- ОТРЫВОК ТЕКСТА -

Совершенно этого не заметив, мы оказались за партой: учились сложнейшему делу в режиссуре — умению читать. А учил нас этому искусству Тынянов. Как я уже писал, не только сценарием ограничивалось его участие в постановке фильма. Писатель огромной культуры, человек значительно старший, чем были мы (мне тогда был двадцать один год), стал «своим». Он рассказывал ученикам нашей мастерской (ФЭКСа [ФЭКС (Фабрика эксцентрического актера) — театральная, а потом кинематографическая мастерская, организованная в Петрограде в 1922 году. Всех нас в первые годы работы называли «факсы».]) о Гоголе, читал главы своих сочинений, ничуть не смущаясь, что нередко перед ним занимался клоун Цереп, а после чтения приходил француз с переломанным носом — Лустало: начинался урок бокса. Он радовался успехам тогда еще совсем молодых Сергея Герасимова и Костричкина (игравшего Акакия Акакиевича).

- ПРЕДСТАВЛЕННЫЕ ДАННЫЕ -
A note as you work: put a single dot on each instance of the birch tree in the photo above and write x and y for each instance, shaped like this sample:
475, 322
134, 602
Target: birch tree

- ЗАДАНИЕ -
Продолжите отрывок воспоминаний о Тынянове и мастерской ФЭКС, начав сразу после его последнего предложения.

- ОТВЕТ -
Юрий Николаевич был одним из тех, кто создал сценарный отдел «Ленфильма», кинематографическое отделение Института истории искусств, он написал работу «Об основах кино».
Первого мая 1926 года «Шинель» (снятая и смонтированная в шесть недель) вышла на экран. Это была единственная советская картина в репертуаре декады.
«Радостная травля ленинградской критики на этот раз превысила все, что может представить себе средний читатель, — писал Тынянов, вспоминая выход фильма. — Один критик назвал меня безграмотным наглецом, а фэксов, если не ошибаюсь, предлагал вычистить железной метлой. Это был, кажется, студент вуза, в котором я преподавал. Теперь он хвалит. Другой рассуждал так: классики — народное достояние; сценарист и режиссеры исказили классика: прокуратуpa должна их привлечь за расхищение народного достояния. Где этот критик сейчас, я не знаю, но боюсь, что он жив и работает».
Наша дружба не окончилась на «Шинели». Тынянов и Ю. Г. Оксман задумали сценарий о восстании Черниговского полка. Они настояли, чтобы постановку «СВД» поручили нам.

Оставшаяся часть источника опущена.